» Trecho do documento:
Quinta-feira, 3 de setembro de 2020 - 06h05
Bagé, 03.09.2020
Porto Velho, RO/Santarém, PA ‒ Parte V
Antes de cada
jornada, pelos Amazônicos caudais, pesquisamos os relatos dos primeiros
desbravadores de cada rota a ser percorrida para poder observar as alterações sofridas
no espaço geográfico considerado, tenham sido elas produzidas pela própria natureza
ou através de mudanças provocadas pela interferência estabelecida entre os seres
humanos e o meio ambiente.
Conhecendo o
passado e vivenciando o presente procuramos montar este curioso quebra-cabeça
que se foi fragmentando com o decorrer do tempo.
“BANDEIRA”
de Antônio Raposo Tavares – I
(Carlos Alberto Nunes)
Canto VI
Pesa-me
aquela solução, a perda
Quase definitiva
da esperança
De
alcançarmos a serra, à mente aflita
Me ocorrendo
de pronto o estratagema
De entrar
pelo sertão com os mamelucos
De São
Paulo, valendo-me do curso
Sagrado do
Anhembi, que, reforçado
Pelo
Piracicaba, prometia
Levar os
Bandeirantes onde apenas
Chega a
imaginação nos seus arroubos
Mais
sublimados [...] (ALBERTO NUNES)
Revista de História, n° 45
São Paulo, SP –
Janeiro/Março, 1961
A Maior Bandeira
do Maior Bandeirante ([1])

» Dados brutos:
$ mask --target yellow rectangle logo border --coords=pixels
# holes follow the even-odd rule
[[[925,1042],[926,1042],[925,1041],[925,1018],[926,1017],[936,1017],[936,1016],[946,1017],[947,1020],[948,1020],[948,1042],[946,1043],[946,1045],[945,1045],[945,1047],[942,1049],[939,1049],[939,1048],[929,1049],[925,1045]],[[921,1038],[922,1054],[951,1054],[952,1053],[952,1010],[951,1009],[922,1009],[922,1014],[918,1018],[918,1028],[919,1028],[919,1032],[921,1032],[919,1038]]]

» O que produzir:
Reescreva, por favor, a parte do trecho do documento que começa em "Conhecendo o" e segue até "(Carlos Alberto Nunes)", trocando "quebra-cabeça" por "mosaico".

» Resposta completa:
Conhecendo o
passado e vivenciando o presente procuramos montar este curioso mosaico
que se foi fragmentando com o decorrer do tempo.
“BANDEIRA”
de Antônio Raposo Tavares – I
(Carlos Alberto Nunes)